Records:
╔══

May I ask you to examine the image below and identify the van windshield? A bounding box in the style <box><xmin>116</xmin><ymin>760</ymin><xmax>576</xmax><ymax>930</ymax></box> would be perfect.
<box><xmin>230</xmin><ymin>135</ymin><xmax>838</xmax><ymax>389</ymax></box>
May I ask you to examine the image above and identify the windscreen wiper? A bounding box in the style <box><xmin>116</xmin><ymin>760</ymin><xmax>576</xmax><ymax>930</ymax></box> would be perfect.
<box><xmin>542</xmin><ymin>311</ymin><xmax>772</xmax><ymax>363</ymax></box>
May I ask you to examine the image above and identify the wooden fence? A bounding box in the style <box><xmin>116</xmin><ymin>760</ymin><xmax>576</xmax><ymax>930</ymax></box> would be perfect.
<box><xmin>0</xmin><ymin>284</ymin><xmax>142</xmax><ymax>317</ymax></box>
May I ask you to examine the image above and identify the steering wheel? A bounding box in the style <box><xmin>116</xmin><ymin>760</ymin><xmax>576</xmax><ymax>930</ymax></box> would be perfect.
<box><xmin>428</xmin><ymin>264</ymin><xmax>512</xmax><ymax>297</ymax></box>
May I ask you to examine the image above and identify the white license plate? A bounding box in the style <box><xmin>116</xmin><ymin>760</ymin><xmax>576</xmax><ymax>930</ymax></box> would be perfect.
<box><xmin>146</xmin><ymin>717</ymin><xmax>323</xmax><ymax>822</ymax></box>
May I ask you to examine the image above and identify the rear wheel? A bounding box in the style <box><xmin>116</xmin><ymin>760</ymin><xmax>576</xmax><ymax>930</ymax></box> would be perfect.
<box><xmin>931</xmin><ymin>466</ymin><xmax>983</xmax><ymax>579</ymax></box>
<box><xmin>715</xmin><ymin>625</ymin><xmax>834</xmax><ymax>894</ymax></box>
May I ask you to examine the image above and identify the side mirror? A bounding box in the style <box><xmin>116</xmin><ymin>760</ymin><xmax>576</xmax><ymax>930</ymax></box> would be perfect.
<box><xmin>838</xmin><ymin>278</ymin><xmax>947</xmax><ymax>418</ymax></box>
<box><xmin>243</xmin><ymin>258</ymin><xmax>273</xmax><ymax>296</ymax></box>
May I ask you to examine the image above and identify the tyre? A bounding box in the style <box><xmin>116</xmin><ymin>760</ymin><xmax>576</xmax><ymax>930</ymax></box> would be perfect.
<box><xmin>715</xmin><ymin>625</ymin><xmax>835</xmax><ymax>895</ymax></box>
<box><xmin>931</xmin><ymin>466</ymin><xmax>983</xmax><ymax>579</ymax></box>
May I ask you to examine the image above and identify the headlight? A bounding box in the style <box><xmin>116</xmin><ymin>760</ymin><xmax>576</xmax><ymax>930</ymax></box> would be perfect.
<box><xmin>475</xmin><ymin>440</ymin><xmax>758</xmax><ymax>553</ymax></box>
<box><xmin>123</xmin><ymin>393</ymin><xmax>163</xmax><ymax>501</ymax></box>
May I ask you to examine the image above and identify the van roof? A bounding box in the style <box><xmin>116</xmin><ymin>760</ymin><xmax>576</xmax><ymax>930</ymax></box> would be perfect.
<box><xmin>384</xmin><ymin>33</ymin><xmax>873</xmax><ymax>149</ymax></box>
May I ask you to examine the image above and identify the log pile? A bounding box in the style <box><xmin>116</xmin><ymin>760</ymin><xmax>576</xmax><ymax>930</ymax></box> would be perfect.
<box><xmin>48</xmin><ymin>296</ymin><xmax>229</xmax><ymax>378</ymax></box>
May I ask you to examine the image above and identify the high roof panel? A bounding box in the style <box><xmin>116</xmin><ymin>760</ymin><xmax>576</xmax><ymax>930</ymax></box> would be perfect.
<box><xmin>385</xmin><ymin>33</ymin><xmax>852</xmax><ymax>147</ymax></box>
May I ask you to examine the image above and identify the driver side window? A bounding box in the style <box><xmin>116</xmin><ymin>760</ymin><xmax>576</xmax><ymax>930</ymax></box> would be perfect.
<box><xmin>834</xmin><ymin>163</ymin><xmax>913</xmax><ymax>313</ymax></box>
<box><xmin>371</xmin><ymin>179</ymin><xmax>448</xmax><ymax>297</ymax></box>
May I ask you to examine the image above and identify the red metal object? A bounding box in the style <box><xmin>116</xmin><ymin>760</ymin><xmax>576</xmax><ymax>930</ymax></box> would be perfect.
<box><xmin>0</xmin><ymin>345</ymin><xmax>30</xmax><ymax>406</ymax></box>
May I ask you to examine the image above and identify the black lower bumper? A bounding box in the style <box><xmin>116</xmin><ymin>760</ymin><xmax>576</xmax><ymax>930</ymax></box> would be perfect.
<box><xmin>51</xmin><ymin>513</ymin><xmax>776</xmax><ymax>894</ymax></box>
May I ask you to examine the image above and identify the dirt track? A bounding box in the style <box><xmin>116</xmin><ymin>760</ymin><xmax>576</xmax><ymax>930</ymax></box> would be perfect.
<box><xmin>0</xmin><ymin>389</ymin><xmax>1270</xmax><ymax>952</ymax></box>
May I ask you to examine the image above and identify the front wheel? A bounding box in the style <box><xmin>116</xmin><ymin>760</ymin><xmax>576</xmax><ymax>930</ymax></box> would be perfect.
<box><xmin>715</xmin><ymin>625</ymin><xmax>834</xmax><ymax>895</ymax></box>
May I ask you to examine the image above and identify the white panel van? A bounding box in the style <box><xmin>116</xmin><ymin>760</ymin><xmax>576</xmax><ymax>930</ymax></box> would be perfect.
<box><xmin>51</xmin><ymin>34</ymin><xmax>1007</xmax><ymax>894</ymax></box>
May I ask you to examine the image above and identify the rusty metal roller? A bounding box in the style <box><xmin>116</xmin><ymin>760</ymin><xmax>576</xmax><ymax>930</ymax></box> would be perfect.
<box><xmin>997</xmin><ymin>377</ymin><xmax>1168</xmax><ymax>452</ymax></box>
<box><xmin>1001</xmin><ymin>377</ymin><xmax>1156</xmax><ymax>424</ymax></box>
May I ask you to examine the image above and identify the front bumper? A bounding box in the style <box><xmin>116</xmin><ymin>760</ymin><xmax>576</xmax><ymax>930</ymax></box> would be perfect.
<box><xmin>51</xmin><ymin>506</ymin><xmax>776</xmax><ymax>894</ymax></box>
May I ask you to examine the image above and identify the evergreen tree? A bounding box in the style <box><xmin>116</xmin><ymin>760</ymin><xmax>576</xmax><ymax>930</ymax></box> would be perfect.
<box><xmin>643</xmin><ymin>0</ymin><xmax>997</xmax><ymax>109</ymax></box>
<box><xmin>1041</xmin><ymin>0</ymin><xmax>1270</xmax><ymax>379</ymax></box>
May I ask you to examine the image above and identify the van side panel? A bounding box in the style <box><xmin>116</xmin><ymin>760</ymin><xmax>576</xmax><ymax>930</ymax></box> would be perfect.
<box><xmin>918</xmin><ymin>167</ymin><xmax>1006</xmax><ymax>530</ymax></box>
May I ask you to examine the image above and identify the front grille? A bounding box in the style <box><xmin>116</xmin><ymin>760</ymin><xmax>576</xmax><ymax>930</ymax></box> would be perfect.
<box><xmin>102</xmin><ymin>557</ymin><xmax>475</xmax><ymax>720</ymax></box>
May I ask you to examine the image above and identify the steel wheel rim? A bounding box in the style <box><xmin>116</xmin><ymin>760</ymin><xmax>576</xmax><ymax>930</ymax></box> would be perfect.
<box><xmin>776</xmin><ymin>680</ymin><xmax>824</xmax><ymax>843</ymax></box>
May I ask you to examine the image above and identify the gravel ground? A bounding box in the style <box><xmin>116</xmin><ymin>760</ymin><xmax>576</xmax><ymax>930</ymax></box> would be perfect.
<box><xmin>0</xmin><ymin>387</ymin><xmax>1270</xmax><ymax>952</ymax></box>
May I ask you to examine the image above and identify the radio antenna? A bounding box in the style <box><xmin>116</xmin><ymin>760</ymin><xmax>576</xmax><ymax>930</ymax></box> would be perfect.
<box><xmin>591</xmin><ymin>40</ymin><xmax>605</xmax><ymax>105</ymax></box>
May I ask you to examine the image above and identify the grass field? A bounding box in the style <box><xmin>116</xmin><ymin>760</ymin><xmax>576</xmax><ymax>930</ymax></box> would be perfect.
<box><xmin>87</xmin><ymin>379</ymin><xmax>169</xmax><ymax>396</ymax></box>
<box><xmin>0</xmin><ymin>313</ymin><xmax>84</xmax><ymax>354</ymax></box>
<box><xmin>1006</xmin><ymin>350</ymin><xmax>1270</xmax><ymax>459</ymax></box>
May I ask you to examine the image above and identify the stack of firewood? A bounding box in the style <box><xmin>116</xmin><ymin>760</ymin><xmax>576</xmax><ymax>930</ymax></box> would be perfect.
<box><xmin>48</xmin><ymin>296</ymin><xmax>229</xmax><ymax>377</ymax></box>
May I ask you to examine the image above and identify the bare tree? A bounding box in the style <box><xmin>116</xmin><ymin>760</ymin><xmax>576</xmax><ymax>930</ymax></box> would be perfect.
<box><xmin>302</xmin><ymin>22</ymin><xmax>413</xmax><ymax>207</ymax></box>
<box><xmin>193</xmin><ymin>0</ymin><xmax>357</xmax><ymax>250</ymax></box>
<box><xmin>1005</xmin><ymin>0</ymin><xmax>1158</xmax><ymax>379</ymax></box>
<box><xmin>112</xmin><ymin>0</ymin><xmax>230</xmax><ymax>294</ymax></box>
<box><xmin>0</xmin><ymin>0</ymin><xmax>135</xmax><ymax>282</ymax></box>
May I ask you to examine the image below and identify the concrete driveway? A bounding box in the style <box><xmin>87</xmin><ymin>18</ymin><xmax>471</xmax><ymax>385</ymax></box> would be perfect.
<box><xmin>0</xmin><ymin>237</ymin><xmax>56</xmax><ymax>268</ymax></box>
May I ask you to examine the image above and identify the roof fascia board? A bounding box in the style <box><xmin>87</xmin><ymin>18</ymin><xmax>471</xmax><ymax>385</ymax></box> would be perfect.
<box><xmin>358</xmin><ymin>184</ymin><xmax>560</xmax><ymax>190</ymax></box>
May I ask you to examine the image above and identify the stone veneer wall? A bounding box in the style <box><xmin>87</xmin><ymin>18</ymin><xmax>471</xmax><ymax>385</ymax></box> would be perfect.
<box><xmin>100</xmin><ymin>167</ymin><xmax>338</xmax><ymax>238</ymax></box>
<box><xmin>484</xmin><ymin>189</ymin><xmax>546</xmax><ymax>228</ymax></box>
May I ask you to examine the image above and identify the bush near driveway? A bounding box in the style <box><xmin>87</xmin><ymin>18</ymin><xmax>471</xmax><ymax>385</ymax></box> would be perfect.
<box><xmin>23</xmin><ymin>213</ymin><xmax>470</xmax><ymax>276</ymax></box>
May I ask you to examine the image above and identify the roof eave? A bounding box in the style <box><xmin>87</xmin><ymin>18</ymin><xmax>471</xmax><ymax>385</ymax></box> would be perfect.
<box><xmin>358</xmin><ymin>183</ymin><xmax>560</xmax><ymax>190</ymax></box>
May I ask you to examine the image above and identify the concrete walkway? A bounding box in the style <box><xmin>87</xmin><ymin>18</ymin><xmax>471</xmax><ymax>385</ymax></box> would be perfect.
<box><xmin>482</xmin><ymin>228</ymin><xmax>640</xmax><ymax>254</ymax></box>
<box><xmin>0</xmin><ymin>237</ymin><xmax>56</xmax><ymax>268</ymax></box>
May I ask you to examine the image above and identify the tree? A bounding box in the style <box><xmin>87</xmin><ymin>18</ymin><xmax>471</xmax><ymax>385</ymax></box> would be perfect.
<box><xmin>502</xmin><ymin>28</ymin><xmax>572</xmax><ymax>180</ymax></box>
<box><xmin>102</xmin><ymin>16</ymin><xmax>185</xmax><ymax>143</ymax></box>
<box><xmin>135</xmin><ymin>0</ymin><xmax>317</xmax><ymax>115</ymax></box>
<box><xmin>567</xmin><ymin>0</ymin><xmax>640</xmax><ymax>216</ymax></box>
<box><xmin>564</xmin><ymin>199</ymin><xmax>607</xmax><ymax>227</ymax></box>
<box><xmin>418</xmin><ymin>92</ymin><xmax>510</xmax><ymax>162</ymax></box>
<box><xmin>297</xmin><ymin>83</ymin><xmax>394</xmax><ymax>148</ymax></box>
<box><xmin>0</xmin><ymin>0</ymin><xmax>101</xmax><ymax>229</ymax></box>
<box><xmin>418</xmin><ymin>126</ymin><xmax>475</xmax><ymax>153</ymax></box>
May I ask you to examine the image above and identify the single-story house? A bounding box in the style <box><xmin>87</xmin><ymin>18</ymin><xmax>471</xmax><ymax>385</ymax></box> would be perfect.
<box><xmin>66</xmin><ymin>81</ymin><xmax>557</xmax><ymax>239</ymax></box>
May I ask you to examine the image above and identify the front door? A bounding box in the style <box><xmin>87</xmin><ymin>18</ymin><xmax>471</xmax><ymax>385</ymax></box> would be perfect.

╚══

◆ **Work required**
Copy out each line from the records above that contains the string "metal". Matching is case-sensitive.

◆ **Task output**
May I ask you to examine the image above and identify the red metal object? A bounding box in the style <box><xmin>116</xmin><ymin>760</ymin><xmax>576</xmax><ymax>930</ymax></box> would be perfect.
May I ask you to examine the image above and identify the rusty metal roller? A bounding box in the style <box><xmin>116</xmin><ymin>760</ymin><xmax>576</xmax><ymax>930</ymax></box> would be perfect.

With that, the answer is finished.